_Selected passage_.
____________

Whenever the topic of buying homes comes up, someone in the conversation will likely talk about interest rates. Don’t be upset or hard on yourself if you aren’t aware of why and how interest rates impact the real estate market. Some people have bought several homes and can’t fully articulate how these two things correlate.
One of the reasons why people get thrown by this topic is because of the Federal Reserve. The Federal Reserve is the central bank of the United States. You’ve likely overheard people talking about “the Fed” more when news outlets report that the Federal Reserve intends to increase (or decrease) the interest rate. As someone planning on buying a home and looking for a loan, what does the Federal Reserve have to do with you?
It’s a great question, and the answer lies in the Federal Reserve’s mission to ensure a stable financial system and mitigate risks against our economy. In simple terms, interest rates are lower when the economy is in a recession or crisis. Inversely, when the economy is strong, interest rates are higher. Because banks use the Federal Reserve for overnight lending, they base their interest rate on the Federal Reserve’s rate. Generally, the best rate is referred to as a “prime” rate, which is about 3 points higher than what the Federal Reserve charges. However, you can expect your rate to be higher if you have a poor credit score.

____________

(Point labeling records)
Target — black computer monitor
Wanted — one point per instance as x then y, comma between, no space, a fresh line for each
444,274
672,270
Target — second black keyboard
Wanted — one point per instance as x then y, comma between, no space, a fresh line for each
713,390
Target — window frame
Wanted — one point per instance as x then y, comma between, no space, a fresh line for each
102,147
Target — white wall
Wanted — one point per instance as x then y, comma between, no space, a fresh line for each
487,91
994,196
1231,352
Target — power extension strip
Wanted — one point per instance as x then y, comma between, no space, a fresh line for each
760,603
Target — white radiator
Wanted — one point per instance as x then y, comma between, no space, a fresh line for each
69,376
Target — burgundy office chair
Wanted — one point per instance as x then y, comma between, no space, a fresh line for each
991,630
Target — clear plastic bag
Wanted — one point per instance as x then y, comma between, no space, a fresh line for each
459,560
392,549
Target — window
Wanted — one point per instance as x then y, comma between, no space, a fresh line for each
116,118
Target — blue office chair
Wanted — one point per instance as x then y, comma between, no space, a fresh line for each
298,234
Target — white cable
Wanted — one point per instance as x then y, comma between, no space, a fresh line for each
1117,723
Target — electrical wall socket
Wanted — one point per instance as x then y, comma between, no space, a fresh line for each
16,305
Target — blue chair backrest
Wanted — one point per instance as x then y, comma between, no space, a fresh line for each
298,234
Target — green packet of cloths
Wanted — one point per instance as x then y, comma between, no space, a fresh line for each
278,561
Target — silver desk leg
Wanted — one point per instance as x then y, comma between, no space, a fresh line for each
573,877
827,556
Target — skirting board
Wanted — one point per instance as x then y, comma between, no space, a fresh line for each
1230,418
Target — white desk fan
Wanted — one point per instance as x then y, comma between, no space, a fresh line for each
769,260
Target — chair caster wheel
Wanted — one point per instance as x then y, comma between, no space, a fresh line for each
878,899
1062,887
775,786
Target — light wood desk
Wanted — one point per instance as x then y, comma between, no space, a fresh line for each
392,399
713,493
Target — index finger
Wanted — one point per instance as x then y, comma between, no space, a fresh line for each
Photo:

____________

_Work to be completed_.
Answer these questions from the passage on interest rates and home buying above.
(a) What is the Federal Reserve, according to the passage?
(b) Are interest rates lower or higher when the economy is in a recession or crisis?
(c) About how many points higher than the Federal Reserve's charge is the "prime" rate?

_Task response_.
(a) It is the central bank of the United States.
(b) They are lower.
(c) About 3 points higher.